What this task involves:
Reproduce every line from the one containing "Locate the background" through the end of the material, requests included, scaling each answer coordinate by 1.8 and rounding to whole numbers with halves going up. Keep the requests and their sample points unchanged, and return only these lines.

(begin)

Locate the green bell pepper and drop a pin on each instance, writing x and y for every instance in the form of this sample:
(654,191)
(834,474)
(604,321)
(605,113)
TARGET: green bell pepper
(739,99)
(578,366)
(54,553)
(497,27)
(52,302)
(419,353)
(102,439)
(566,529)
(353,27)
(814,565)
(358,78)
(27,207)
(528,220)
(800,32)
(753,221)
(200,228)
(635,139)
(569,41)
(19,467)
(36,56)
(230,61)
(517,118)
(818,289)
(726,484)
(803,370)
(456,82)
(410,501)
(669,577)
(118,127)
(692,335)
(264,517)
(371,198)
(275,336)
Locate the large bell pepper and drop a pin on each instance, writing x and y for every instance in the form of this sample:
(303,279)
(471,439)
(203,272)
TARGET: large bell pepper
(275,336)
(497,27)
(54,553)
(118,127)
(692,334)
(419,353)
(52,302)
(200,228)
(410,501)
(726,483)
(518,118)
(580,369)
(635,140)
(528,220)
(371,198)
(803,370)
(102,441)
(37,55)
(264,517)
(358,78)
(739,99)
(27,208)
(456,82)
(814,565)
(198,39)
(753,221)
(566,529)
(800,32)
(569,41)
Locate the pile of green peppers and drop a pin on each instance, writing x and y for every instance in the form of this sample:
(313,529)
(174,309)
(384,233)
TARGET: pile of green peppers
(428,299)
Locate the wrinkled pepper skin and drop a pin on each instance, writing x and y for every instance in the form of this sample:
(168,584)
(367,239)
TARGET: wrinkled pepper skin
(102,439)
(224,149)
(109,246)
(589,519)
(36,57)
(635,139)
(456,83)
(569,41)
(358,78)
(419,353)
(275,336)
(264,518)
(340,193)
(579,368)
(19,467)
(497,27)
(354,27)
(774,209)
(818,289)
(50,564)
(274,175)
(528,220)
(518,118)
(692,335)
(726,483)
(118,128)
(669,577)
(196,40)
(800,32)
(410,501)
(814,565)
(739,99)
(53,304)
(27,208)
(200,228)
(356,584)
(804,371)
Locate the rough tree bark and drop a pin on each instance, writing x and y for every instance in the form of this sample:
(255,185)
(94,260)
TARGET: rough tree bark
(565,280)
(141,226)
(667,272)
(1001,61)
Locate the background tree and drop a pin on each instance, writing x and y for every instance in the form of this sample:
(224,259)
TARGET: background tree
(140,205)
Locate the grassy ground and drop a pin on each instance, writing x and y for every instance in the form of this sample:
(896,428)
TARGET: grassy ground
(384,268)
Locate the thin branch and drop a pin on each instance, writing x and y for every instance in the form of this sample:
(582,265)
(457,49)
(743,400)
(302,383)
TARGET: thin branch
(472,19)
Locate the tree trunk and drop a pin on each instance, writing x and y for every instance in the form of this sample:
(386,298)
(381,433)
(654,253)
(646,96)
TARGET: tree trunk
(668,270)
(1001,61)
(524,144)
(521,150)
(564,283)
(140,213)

(end)

Answer to this exercise:
Locate the background tree and drop a pin on each instance, writing x and y for every instance in the form of this sample:
(224,259)
TARGET: background tree
(252,369)
Locate the grassy ground and drop a pin on each instance, writing x and y for every instance in the form of this sample:
(896,428)
TARGET: grassy ground
(691,482)
Locate the thin branch and drop a pin on each instance, writing x and y for every instance in the form of this sample:
(582,265)
(457,49)
(743,400)
(302,383)
TARGET: thin branch
(850,34)
Locate the tree trunk and drop a pin on each instance, writing x and y for every instance in the form of this sample:
(386,298)
(381,433)
(654,253)
(646,96)
TARGET: tree trunk
(1202,486)
(1802,110)
(943,259)
(938,270)
(1015,509)
(252,383)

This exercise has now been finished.